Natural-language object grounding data
Content starts
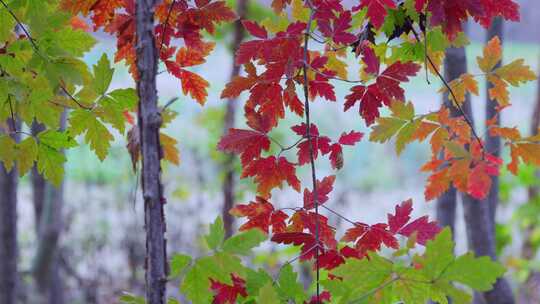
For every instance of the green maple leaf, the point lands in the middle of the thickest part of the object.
(102, 75)
(268, 295)
(96, 134)
(242, 243)
(27, 154)
(289, 287)
(215, 237)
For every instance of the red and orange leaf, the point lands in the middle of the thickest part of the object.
(492, 55)
(249, 144)
(306, 240)
(194, 85)
(324, 187)
(377, 10)
(261, 215)
(270, 173)
(350, 138)
(227, 294)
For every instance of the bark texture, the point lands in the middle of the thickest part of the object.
(149, 120)
(480, 215)
(8, 229)
(230, 113)
(48, 205)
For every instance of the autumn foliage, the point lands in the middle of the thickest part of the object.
(288, 66)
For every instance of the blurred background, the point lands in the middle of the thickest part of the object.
(101, 242)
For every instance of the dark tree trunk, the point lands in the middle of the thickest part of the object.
(149, 121)
(8, 230)
(229, 181)
(480, 215)
(48, 206)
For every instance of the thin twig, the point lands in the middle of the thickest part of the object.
(447, 85)
(37, 51)
(171, 7)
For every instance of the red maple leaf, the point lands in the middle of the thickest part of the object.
(336, 156)
(398, 223)
(324, 187)
(319, 143)
(314, 223)
(261, 215)
(255, 29)
(330, 259)
(249, 144)
(336, 28)
(370, 238)
(382, 92)
(306, 240)
(377, 10)
(350, 138)
(271, 172)
(227, 294)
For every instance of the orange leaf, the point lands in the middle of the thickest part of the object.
(195, 85)
(492, 55)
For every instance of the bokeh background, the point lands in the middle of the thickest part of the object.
(102, 240)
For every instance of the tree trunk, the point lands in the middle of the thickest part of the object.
(229, 181)
(8, 230)
(480, 215)
(48, 203)
(149, 121)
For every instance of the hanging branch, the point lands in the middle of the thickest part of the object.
(310, 141)
(38, 52)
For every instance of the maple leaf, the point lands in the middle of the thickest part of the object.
(382, 92)
(330, 259)
(492, 55)
(370, 238)
(336, 156)
(261, 215)
(249, 144)
(254, 29)
(305, 220)
(351, 138)
(324, 187)
(319, 143)
(377, 10)
(529, 153)
(461, 86)
(324, 297)
(338, 29)
(270, 173)
(306, 240)
(227, 294)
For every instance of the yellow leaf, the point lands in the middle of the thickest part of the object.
(7, 151)
(299, 11)
(516, 73)
(28, 151)
(336, 65)
(492, 55)
(460, 86)
(170, 152)
(499, 90)
(276, 23)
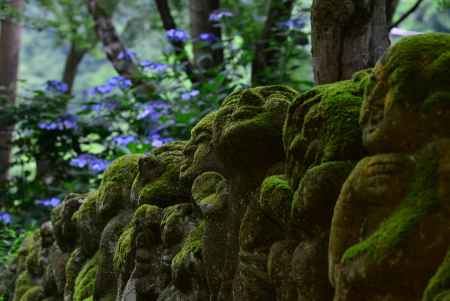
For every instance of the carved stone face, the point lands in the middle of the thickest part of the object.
(322, 126)
(199, 155)
(248, 126)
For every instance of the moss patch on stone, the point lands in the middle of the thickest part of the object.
(192, 246)
(126, 242)
(421, 200)
(439, 285)
(85, 281)
(23, 283)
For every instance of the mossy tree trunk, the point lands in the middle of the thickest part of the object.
(205, 55)
(168, 23)
(268, 55)
(73, 60)
(10, 40)
(113, 46)
(347, 36)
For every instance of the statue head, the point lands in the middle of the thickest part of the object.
(407, 102)
(199, 154)
(248, 126)
(322, 126)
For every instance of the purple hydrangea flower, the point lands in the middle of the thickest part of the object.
(52, 202)
(218, 15)
(294, 23)
(207, 37)
(90, 161)
(154, 110)
(190, 94)
(62, 123)
(126, 55)
(124, 140)
(56, 86)
(153, 66)
(103, 89)
(119, 81)
(157, 141)
(177, 35)
(5, 217)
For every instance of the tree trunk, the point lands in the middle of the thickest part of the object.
(73, 60)
(169, 23)
(10, 38)
(347, 36)
(205, 55)
(113, 47)
(268, 50)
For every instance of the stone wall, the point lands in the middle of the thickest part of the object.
(340, 193)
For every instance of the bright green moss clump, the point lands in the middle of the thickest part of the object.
(85, 281)
(421, 200)
(33, 294)
(125, 245)
(438, 288)
(192, 246)
(23, 283)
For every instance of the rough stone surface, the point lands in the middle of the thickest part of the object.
(340, 193)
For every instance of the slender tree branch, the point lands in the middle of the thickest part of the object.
(168, 23)
(267, 50)
(407, 14)
(114, 49)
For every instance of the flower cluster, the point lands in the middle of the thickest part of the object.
(5, 217)
(208, 37)
(90, 161)
(218, 15)
(126, 55)
(120, 82)
(124, 140)
(52, 202)
(177, 35)
(157, 141)
(190, 94)
(294, 23)
(154, 110)
(62, 123)
(153, 66)
(56, 86)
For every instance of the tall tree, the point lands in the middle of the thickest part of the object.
(168, 23)
(347, 36)
(205, 55)
(10, 38)
(268, 49)
(113, 46)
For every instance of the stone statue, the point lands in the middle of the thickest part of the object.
(322, 141)
(390, 231)
(247, 139)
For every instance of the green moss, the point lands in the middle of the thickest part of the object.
(23, 283)
(275, 198)
(33, 294)
(439, 285)
(124, 248)
(192, 246)
(73, 267)
(85, 281)
(125, 245)
(88, 208)
(122, 170)
(165, 191)
(420, 201)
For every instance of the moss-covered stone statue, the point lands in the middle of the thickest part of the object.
(390, 233)
(247, 135)
(322, 141)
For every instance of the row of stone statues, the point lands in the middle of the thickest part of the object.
(340, 193)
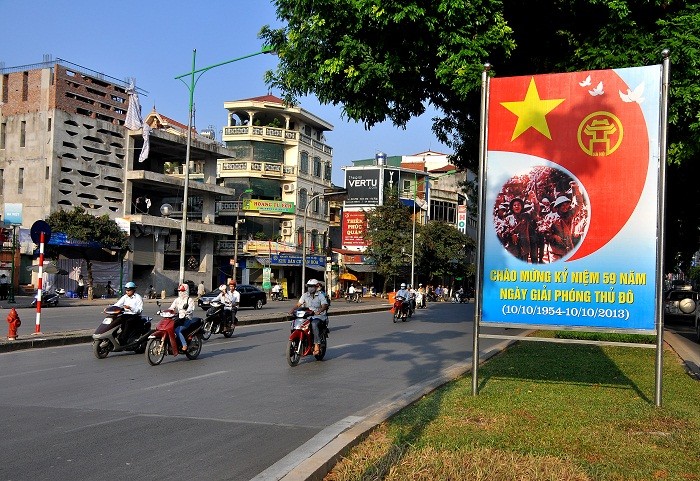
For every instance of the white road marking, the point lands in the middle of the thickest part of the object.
(186, 380)
(38, 370)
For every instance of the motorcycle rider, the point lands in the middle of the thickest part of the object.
(230, 298)
(184, 307)
(314, 299)
(132, 303)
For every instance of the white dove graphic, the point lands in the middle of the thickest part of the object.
(598, 90)
(634, 95)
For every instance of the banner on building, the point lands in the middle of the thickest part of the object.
(570, 219)
(362, 186)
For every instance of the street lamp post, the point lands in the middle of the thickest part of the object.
(238, 221)
(194, 76)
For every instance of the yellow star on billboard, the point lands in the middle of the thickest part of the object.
(532, 112)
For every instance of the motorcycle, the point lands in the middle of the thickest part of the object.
(214, 322)
(301, 339)
(164, 341)
(48, 299)
(401, 309)
(354, 297)
(106, 336)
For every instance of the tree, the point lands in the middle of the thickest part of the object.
(389, 232)
(441, 251)
(388, 60)
(80, 226)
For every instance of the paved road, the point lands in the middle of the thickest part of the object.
(234, 413)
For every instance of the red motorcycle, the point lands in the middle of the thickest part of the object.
(164, 341)
(401, 309)
(301, 340)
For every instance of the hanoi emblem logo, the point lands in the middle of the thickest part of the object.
(600, 134)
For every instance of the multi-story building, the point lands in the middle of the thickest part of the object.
(282, 163)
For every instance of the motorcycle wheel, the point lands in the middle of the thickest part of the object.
(293, 357)
(194, 347)
(155, 351)
(101, 350)
(206, 330)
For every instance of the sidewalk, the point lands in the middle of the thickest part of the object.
(273, 311)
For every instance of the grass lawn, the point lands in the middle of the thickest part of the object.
(544, 412)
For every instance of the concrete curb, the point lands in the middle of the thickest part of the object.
(30, 341)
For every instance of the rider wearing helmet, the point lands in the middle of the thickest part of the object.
(316, 300)
(132, 303)
(230, 298)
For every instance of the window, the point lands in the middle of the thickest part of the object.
(5, 87)
(25, 86)
(304, 163)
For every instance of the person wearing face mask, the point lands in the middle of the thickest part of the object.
(184, 307)
(316, 300)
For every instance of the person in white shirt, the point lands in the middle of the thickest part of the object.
(184, 307)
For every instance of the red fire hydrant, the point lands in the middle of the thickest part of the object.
(14, 322)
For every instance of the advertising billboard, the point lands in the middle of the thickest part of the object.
(362, 186)
(353, 230)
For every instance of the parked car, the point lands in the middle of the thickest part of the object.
(682, 302)
(251, 296)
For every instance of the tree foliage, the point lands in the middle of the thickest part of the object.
(390, 236)
(442, 251)
(79, 225)
(388, 60)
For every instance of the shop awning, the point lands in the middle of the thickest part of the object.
(361, 267)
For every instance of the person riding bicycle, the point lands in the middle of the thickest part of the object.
(132, 303)
(315, 299)
(406, 294)
(184, 307)
(230, 298)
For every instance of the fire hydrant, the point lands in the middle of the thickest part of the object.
(14, 322)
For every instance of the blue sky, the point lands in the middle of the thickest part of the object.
(153, 42)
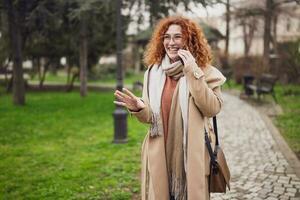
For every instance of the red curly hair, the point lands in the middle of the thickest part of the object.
(193, 39)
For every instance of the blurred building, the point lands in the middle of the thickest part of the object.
(287, 25)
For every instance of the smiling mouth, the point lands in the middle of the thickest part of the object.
(173, 50)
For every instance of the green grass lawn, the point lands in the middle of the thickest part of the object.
(61, 77)
(59, 146)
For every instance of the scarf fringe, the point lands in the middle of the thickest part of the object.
(154, 128)
(178, 188)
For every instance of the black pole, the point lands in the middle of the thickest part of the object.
(120, 114)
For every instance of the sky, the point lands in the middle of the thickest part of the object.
(197, 11)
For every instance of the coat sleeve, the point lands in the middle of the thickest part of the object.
(205, 88)
(145, 114)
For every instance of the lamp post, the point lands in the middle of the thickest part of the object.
(120, 114)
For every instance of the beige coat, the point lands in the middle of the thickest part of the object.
(204, 102)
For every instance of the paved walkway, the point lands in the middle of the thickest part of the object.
(259, 169)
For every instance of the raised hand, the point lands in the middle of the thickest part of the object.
(128, 100)
(186, 56)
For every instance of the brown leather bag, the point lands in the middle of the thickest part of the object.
(219, 176)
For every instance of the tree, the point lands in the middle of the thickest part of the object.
(15, 15)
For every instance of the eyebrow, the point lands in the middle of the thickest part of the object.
(174, 34)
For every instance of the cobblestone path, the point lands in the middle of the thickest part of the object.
(258, 168)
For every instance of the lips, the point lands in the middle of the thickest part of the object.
(173, 50)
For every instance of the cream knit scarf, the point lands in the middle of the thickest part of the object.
(178, 121)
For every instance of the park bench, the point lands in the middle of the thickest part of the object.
(263, 85)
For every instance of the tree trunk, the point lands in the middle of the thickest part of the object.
(16, 46)
(154, 10)
(43, 75)
(267, 33)
(227, 29)
(83, 51)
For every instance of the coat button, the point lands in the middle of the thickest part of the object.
(196, 74)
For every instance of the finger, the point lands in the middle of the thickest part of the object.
(129, 93)
(120, 103)
(182, 56)
(120, 98)
(123, 95)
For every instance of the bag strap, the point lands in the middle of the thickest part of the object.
(207, 142)
(216, 130)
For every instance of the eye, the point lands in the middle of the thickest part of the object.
(166, 37)
(178, 37)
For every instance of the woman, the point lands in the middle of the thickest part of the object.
(181, 92)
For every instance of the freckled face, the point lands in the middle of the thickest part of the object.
(173, 41)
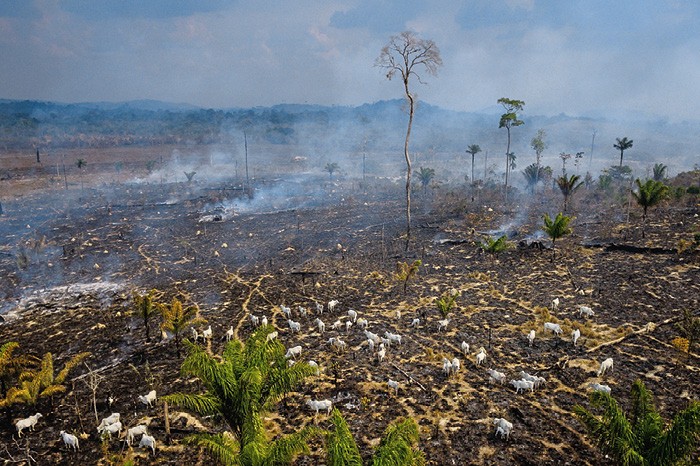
Content ends
**TASK DESCRIPTION**
Go to the line with "For every instance of the eye, the" in the entries above. Reproduce that line and each one after it to the end, exactly and without the pictures.

**PROBLEM SOLUTION**
For every instance of the eye, the point lands in the middle of the thickest part of the object.
(166, 37)
(178, 37)
For every instance of the woman, the point lands in the middle of the thickest part of the object.
(181, 92)
For every instance of the freckled face, the point lands in the middle of the thickest part of the object.
(173, 41)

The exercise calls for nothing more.